(begin)
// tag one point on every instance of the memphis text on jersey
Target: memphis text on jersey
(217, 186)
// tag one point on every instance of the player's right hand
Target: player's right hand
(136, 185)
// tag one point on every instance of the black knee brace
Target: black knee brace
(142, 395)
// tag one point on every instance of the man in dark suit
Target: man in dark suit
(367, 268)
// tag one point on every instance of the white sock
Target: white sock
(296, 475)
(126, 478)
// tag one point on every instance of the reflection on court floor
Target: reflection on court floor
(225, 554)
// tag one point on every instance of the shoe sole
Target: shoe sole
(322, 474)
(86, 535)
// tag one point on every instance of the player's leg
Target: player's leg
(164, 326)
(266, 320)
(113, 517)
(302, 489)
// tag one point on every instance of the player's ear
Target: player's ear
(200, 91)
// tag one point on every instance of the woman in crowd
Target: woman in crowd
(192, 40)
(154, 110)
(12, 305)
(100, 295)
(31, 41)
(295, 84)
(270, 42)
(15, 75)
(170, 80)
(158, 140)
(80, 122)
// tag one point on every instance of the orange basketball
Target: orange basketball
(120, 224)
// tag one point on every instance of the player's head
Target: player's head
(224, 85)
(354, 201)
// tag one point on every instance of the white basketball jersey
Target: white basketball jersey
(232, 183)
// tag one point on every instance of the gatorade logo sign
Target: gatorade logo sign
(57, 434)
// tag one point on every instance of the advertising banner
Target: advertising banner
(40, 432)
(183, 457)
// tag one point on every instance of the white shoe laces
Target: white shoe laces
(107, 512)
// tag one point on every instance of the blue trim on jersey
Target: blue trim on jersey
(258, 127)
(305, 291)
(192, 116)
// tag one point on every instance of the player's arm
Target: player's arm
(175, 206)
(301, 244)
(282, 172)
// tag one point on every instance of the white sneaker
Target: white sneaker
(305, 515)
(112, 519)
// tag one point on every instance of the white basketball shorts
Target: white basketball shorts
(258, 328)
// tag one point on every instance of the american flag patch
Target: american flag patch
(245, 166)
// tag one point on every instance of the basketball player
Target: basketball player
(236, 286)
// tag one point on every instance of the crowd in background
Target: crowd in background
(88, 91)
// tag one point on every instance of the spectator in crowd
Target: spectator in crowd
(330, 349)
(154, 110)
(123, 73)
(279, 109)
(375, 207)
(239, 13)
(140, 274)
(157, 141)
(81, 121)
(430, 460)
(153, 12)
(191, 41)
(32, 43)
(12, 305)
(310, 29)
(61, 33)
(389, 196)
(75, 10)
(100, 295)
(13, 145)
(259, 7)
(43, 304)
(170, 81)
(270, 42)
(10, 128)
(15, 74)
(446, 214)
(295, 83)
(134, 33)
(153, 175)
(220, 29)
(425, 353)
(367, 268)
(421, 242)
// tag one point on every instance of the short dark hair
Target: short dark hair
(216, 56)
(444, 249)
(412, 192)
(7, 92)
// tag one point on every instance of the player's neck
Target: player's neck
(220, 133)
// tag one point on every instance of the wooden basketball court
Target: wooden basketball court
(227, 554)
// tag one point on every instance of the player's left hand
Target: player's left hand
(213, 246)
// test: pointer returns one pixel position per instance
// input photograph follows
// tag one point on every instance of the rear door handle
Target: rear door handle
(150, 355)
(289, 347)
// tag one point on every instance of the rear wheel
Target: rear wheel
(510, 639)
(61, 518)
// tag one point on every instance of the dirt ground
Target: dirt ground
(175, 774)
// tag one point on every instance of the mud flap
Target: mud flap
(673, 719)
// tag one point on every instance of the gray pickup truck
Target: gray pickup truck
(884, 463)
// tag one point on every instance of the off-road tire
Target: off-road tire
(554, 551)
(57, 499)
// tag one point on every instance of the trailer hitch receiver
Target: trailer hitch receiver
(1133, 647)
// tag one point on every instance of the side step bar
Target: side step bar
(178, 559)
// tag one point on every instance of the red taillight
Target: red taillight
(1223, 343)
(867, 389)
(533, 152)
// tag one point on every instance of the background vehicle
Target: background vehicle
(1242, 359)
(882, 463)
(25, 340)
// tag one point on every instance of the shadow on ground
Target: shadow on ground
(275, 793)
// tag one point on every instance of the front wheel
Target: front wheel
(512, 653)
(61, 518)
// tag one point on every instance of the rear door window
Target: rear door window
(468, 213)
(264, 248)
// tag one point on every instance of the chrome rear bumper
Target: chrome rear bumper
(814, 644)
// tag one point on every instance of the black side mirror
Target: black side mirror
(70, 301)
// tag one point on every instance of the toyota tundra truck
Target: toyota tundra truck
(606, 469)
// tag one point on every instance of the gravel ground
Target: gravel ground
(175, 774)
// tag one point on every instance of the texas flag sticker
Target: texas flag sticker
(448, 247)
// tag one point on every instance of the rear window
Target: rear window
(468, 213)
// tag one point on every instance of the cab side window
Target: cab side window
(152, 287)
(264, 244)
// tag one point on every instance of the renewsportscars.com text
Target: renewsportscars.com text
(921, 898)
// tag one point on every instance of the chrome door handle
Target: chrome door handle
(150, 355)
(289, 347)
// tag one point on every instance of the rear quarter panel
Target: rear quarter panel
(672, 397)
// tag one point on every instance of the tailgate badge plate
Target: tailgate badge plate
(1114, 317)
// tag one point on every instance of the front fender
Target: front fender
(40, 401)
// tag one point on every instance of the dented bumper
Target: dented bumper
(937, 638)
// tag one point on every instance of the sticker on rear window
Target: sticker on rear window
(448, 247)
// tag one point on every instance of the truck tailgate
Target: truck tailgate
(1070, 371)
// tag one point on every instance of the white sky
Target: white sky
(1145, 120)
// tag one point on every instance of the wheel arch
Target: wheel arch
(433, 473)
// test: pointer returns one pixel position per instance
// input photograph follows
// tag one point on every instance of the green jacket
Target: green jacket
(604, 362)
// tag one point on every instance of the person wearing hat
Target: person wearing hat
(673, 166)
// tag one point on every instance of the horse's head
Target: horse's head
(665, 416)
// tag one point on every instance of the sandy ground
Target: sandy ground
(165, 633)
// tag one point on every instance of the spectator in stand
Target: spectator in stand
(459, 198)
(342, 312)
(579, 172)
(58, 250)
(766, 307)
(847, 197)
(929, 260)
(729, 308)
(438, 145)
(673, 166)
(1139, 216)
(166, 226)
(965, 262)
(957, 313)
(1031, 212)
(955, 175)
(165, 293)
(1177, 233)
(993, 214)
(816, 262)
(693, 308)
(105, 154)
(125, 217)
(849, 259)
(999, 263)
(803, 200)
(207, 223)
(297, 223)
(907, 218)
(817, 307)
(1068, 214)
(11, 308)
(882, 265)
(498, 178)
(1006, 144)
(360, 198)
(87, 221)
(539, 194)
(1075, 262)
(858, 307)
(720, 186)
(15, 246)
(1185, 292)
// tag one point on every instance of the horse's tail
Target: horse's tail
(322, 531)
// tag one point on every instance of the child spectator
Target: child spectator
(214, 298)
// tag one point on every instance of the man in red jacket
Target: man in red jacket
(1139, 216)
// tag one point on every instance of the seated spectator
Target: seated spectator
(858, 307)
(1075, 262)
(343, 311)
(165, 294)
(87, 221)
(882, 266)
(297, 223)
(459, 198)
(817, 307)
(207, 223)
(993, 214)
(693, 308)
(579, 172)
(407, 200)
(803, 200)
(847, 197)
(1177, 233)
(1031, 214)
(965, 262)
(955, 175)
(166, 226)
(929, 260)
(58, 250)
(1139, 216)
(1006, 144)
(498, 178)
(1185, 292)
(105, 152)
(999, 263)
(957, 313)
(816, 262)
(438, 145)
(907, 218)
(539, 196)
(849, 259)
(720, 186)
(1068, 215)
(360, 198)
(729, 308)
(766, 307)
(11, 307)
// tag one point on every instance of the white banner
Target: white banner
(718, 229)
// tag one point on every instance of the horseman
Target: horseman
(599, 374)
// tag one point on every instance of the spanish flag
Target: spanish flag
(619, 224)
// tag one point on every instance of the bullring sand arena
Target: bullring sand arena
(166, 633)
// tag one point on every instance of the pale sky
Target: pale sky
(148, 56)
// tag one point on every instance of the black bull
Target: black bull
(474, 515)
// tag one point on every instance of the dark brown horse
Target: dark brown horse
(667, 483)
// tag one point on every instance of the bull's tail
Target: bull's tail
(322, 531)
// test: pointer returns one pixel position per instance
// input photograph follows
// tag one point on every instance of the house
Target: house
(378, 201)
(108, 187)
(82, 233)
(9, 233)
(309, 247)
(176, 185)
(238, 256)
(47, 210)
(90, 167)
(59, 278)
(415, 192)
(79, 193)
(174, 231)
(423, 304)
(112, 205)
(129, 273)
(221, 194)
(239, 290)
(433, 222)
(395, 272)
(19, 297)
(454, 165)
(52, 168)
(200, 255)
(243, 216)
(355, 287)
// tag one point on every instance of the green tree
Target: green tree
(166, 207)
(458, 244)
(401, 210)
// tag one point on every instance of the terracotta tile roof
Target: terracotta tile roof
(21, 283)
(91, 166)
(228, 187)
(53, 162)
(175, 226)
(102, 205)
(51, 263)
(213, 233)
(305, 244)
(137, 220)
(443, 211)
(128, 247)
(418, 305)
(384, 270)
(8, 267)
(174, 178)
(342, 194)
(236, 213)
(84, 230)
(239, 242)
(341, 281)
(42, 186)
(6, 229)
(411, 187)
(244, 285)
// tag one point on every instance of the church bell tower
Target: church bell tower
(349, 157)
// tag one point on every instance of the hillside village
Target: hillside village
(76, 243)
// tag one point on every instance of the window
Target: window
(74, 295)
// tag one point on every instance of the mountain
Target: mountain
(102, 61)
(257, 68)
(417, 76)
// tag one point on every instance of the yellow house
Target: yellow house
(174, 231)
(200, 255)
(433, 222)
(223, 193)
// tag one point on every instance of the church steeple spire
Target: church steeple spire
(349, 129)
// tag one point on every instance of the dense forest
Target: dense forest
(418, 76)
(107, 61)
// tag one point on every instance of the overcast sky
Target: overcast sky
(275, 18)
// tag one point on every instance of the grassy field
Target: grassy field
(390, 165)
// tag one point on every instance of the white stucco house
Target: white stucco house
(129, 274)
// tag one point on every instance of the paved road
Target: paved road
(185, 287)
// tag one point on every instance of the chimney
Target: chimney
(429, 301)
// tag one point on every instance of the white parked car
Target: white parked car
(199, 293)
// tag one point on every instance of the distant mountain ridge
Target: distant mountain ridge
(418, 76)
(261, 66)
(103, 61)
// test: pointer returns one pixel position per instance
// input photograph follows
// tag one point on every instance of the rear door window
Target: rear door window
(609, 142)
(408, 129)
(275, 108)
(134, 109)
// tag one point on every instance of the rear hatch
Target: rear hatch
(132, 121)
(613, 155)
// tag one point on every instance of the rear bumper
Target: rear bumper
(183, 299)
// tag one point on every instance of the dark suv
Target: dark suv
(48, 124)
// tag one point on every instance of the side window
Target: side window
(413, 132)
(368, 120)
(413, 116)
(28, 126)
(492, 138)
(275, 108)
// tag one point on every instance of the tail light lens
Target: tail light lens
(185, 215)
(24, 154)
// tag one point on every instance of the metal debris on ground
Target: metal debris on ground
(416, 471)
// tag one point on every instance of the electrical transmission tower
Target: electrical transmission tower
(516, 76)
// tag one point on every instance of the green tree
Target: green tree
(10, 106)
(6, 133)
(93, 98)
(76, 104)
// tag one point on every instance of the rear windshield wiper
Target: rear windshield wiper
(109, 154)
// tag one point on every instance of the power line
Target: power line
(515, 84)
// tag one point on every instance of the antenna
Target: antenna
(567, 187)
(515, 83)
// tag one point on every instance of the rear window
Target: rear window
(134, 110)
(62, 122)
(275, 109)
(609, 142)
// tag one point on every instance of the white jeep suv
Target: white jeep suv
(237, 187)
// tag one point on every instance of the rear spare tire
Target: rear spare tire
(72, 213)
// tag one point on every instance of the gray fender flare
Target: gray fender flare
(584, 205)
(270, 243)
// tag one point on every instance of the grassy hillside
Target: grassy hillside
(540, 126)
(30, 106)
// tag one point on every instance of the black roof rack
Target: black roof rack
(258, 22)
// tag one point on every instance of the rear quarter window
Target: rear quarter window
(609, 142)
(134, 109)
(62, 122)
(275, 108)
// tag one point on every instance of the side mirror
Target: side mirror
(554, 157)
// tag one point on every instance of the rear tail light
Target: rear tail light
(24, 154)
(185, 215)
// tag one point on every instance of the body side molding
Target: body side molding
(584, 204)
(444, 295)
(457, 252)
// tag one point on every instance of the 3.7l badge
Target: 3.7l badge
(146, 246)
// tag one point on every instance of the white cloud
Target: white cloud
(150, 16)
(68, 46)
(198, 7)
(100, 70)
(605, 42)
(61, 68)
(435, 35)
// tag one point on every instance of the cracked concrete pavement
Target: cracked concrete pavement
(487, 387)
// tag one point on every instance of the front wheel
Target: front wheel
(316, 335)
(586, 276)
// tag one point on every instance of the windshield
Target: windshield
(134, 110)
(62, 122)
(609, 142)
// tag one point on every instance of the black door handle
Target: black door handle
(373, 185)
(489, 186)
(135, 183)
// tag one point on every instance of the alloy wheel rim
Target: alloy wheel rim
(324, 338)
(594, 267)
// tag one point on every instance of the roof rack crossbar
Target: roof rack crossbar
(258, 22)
(end)
§ Exercise prompt
Write out the lines of the records again without any change, starting with the line that contains "the cracked concrete pavement" and going on through the last line of the records.

§ Exercise output
// tag one point on every instance of the cracked concrete pavement
Target: cracked concrete pavement
(487, 387)
// tag one point on every instance of the front wheel
Target: front wheel
(316, 335)
(586, 276)
// tag one point on every instance of the windshield
Target: windshield
(134, 110)
(62, 122)
(609, 142)
// tag one point on every instance of the black door handle
Target: black door handle
(373, 185)
(489, 186)
(135, 183)
// tag one point on every instance of the alloy wheel rim
Target: alloy wheel rim
(324, 338)
(594, 267)
// tag one point on every instance of the roof rack crossbar
Target: roof rack crossbar
(258, 22)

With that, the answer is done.